- [DIRECTION]: Will you output all of the data below exactly, omitting the images?

[begin DATA FOR THE TASK]

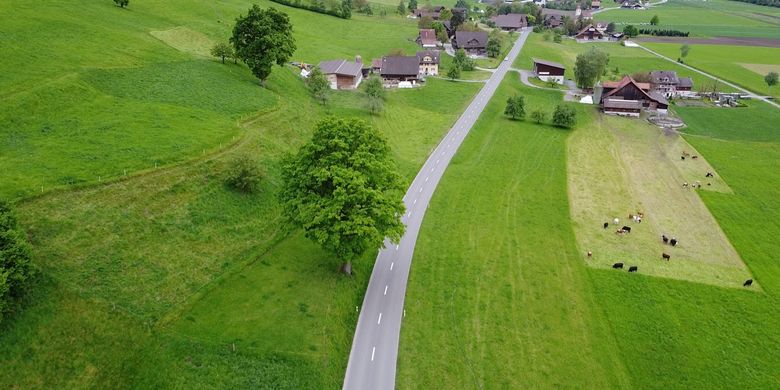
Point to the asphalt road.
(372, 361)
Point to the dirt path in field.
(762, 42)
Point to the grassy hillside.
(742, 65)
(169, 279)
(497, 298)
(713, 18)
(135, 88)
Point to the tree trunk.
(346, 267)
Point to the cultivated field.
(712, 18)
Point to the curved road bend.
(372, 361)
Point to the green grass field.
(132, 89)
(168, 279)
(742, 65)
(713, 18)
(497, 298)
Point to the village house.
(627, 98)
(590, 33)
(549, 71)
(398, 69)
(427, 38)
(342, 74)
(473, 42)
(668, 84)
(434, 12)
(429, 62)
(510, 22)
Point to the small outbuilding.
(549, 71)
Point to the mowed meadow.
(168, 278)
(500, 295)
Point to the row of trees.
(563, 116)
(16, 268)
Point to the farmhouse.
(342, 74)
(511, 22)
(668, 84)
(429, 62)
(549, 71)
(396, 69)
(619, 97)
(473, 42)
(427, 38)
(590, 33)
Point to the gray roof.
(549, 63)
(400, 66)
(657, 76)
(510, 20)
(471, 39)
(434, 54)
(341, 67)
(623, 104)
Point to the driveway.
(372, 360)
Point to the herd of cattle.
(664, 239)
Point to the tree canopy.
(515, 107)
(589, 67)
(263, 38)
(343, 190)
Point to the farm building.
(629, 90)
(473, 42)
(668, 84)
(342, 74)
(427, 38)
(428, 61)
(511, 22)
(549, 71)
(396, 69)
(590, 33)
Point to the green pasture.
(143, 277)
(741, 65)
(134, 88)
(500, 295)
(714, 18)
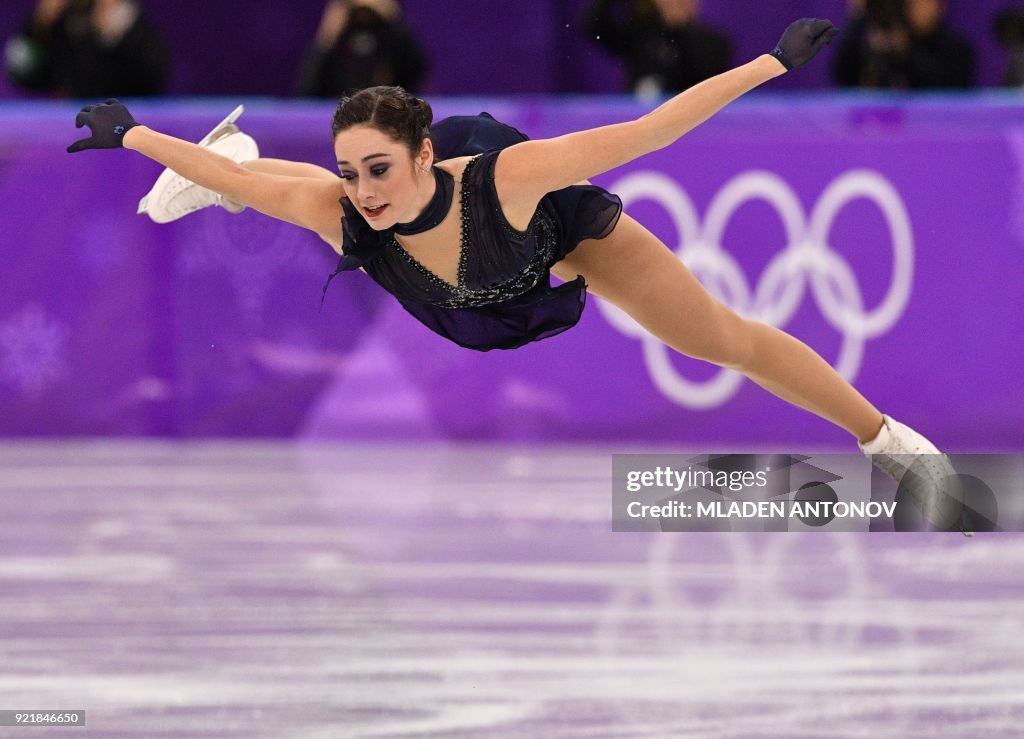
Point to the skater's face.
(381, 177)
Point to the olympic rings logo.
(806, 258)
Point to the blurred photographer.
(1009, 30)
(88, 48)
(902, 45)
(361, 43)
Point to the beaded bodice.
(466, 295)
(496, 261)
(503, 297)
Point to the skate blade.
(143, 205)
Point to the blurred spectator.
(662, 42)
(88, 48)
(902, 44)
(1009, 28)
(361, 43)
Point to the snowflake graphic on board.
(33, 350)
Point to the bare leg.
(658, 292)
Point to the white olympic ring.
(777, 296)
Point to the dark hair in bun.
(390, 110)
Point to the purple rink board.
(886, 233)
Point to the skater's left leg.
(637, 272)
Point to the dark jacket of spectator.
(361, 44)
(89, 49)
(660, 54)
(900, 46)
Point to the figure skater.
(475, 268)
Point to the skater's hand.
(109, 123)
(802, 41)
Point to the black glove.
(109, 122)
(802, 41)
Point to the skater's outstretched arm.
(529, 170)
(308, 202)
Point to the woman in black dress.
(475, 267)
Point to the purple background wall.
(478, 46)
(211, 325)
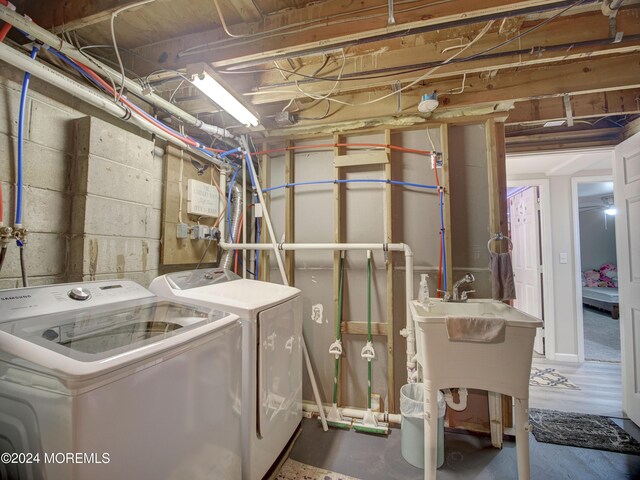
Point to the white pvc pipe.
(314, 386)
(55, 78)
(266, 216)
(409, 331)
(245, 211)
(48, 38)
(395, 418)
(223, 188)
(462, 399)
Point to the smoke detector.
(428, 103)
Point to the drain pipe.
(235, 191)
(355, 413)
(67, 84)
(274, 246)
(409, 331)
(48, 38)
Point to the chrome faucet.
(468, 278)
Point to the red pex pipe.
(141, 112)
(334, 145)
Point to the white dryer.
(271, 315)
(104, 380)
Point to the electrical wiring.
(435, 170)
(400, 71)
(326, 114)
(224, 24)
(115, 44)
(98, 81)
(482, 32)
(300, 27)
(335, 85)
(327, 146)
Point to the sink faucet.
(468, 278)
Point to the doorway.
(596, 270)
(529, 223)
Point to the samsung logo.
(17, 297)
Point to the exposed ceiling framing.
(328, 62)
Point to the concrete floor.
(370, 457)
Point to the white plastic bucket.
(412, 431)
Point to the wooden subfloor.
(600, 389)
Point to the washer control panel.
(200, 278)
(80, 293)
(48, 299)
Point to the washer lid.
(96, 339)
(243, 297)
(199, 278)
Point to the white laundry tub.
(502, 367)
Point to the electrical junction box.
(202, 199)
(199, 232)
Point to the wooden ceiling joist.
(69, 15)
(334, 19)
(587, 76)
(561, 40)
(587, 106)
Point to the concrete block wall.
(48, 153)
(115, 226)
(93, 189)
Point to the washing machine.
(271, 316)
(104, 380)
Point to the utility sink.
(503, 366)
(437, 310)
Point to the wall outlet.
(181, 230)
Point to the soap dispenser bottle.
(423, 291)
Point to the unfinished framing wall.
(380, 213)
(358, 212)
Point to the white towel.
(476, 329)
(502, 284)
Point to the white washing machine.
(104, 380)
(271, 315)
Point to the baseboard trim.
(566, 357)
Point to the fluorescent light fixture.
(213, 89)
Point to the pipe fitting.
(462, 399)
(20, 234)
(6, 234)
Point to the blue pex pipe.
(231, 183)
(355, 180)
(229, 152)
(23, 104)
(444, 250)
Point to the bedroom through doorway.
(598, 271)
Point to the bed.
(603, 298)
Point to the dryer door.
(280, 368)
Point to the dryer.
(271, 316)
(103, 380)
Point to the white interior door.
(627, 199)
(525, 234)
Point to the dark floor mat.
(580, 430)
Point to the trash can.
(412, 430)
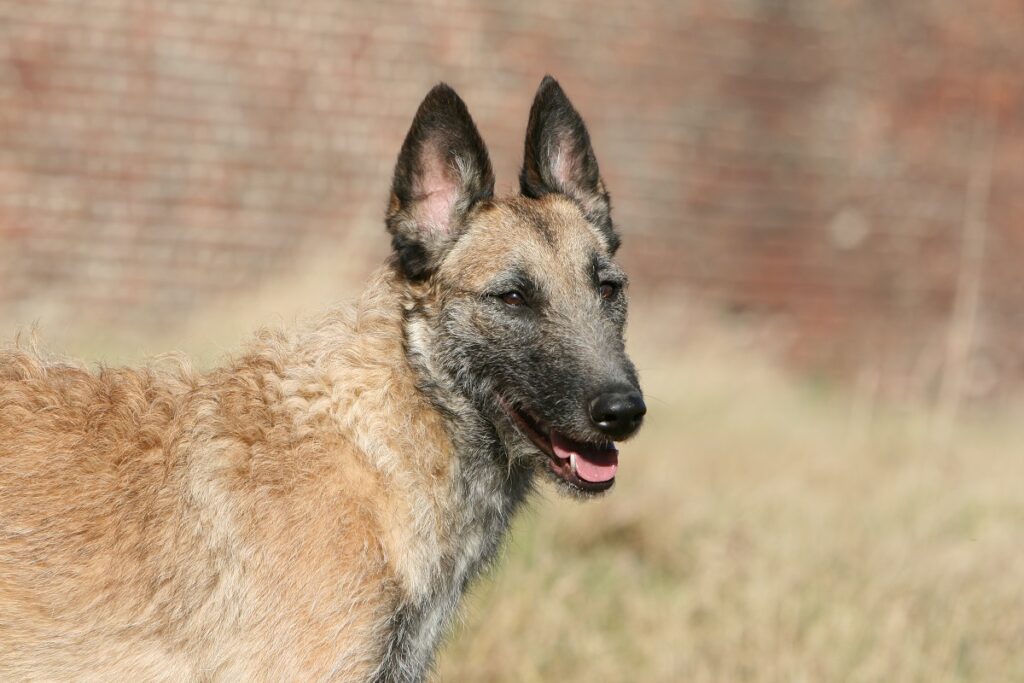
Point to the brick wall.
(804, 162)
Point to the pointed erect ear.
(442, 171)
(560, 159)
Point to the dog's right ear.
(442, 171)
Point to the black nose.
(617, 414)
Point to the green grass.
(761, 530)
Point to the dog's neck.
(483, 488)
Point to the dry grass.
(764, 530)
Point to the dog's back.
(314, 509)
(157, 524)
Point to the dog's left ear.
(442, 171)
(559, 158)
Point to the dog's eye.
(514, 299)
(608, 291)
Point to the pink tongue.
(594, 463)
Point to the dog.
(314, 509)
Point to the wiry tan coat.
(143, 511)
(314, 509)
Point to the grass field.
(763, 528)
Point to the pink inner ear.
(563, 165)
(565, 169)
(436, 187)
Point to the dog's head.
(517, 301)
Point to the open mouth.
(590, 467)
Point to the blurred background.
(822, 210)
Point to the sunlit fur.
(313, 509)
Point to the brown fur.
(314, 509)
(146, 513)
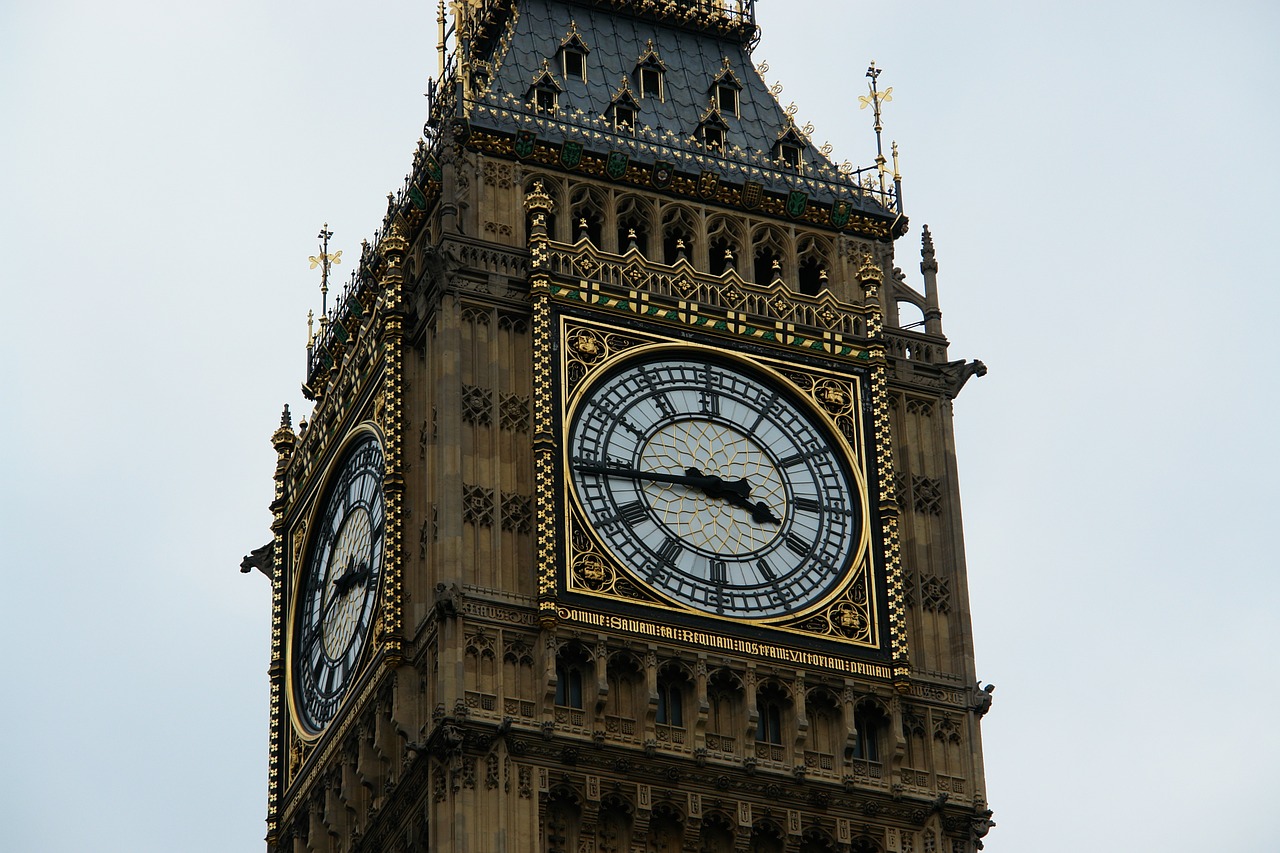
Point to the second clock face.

[end DATA FOR THE TASK]

- [ANSWER TO THIS TASK]:
Point to the asphalt road.
(372, 361)
Point to the dirt path in field.
(762, 42)
Point to the grassy hillside.
(742, 65)
(169, 279)
(497, 298)
(713, 18)
(135, 88)
Point to the tree trunk.
(346, 267)
Point to the cultivated field.
(712, 18)
Point to the curved road bend.
(372, 361)
Point to the green grass field.
(132, 89)
(168, 279)
(742, 65)
(713, 18)
(497, 298)
Point to the village house.
(627, 98)
(590, 33)
(549, 71)
(398, 69)
(427, 38)
(342, 74)
(473, 42)
(668, 84)
(434, 12)
(429, 62)
(510, 22)
Point to the small outbuilding.
(549, 71)
Point to the mowed meadow.
(168, 278)
(500, 295)
Point to the row of trees.
(563, 116)
(16, 268)
Point to the farmhouse.
(342, 74)
(511, 22)
(668, 84)
(429, 62)
(549, 71)
(396, 69)
(619, 97)
(473, 42)
(427, 38)
(590, 33)
Point to the gray roof.
(549, 63)
(400, 66)
(657, 76)
(510, 20)
(471, 39)
(434, 54)
(341, 67)
(623, 104)
Point to the driveway.
(372, 360)
Point to the herd of cattle.
(664, 239)
Point to the tree canopy.
(515, 107)
(589, 67)
(263, 38)
(343, 190)
Point to the farm building.
(629, 90)
(473, 42)
(668, 84)
(342, 74)
(427, 38)
(428, 61)
(511, 22)
(549, 71)
(396, 69)
(590, 33)
Point to the green pasture.
(143, 277)
(741, 65)
(134, 88)
(500, 295)
(714, 18)
Point to the skater's face.
(381, 177)
Point to the olympic rings logo.
(806, 258)
Point to the blurred photographer.
(1009, 30)
(88, 48)
(902, 45)
(361, 43)
Point to the beaded bodice.
(466, 295)
(496, 261)
(503, 297)
Point to the skate blade.
(143, 205)
Point to the blurred spectator.
(662, 42)
(88, 48)
(902, 44)
(1009, 28)
(361, 43)
Point to the snowflake graphic on board.
(33, 350)
Point to the bare leg.
(658, 292)
Point to the white olympic ring.
(777, 296)
Point to the dark hair in bun.
(390, 110)
Point to the purple rink board.
(886, 233)
Point to the skater's left leg.
(637, 272)
Point to the dark jacket of spectator.
(361, 44)
(89, 49)
(660, 54)
(900, 46)
Point to the figure skater.
(475, 268)
Point to the skater's hand.
(109, 123)
(802, 41)
Point to the black glove.
(109, 122)
(802, 41)
Point to the skater's outstretched arm.
(529, 170)
(308, 202)
Point to the woman in black dress.
(475, 267)
Point to the purple background wall.
(478, 46)
(211, 325)
Point to the white pvc pipe.
(314, 386)
(55, 78)
(266, 216)
(409, 331)
(245, 211)
(48, 38)
(395, 418)
(223, 188)
(462, 399)
Point to the smoke detector.
(428, 103)
Point to the drain pipe.
(235, 191)
(355, 413)
(67, 84)
(274, 246)
(409, 331)
(48, 38)
Point to the chrome faucet.
(468, 278)
Point to the red pex pipe.
(141, 112)
(334, 145)
Point to the white dryer.
(271, 315)
(104, 380)
Point to the electrical wiring.
(435, 170)
(400, 71)
(326, 114)
(224, 24)
(115, 44)
(98, 81)
(482, 32)
(300, 27)
(335, 85)
(327, 146)
Point to the sink faucet.
(468, 278)
Point to the doorway.
(596, 270)
(529, 223)
Point to the samsung logo.
(17, 297)
Point to the exposed ceiling framing.
(328, 62)
Point to the concrete floor.
(370, 457)
Point to the white plastic bucket.
(412, 431)
Point to the wooden subfloor.
(600, 389)
Point to the washer control panel.
(200, 278)
(80, 293)
(48, 299)
Point to the washer lid.
(96, 339)
(243, 297)
(199, 278)
Point to the white laundry tub.
(502, 367)
Point to the electrical junction box.
(202, 199)
(199, 232)
Point to the wooden ceiling joist.
(69, 15)
(334, 19)
(587, 76)
(561, 40)
(587, 106)
Point to the concrete block wall.
(48, 153)
(115, 226)
(93, 189)
Point to the washing machine.
(271, 316)
(104, 380)
Point to the utility sink.
(503, 366)
(437, 310)
Point to the wall outlet.
(181, 230)
Point to the soap dispenser bottle.
(423, 291)
Point to the unfinished framing wall.
(380, 213)
(358, 212)
Point to the white towel.
(476, 329)
(502, 284)
Point to the white washing machine.
(104, 380)
(271, 315)
Point to the baseboard trim.
(566, 357)
Point to the fluorescent light fixture.
(213, 89)
Point to the pipe fitting.
(462, 399)
(20, 234)
(6, 234)
Point to the blue pex pipe.
(231, 183)
(355, 180)
(229, 152)
(23, 104)
(444, 250)
Point to the bedroom through doorway.
(598, 271)
Point to the bed.
(603, 298)
Point to the dryer door.
(280, 368)
Point to the dryer.
(271, 316)
(103, 380)
Point to the white interior door.
(627, 199)
(525, 234)
Point to the dark floor mat.
(580, 430)
Point to the trash can.
(412, 430)
Point to the brick wall.
(804, 162)
Point to the pointed erect ear.
(442, 171)
(560, 159)
Point to the dog's right ear.
(442, 171)
Point to the black nose.
(617, 414)
Point to the green grass.
(761, 530)
Point to the dog's neck.
(483, 488)
Point to the dry grass.
(764, 530)
Point to the dog's back.
(314, 509)
(157, 524)
Point to the dog's left ear.
(442, 171)
(559, 158)
Point to the dog's eye.
(514, 299)
(608, 291)
Point to the pink tongue.
(594, 463)
Point to the dog.
(314, 509)
Point to the wiry tan coat.
(143, 511)
(314, 509)
Point to the grass field.
(763, 528)
Point to the pink inner ear.
(563, 165)
(565, 169)
(436, 187)
Point to the dog's head.
(517, 301)
Point to the open mouth.
(590, 467)
Point to the blurred background.
(822, 210)
Point to the sunlit fur.
(313, 509)
Point to the brown fur.
(314, 509)
(146, 513)
Point to the second clock face.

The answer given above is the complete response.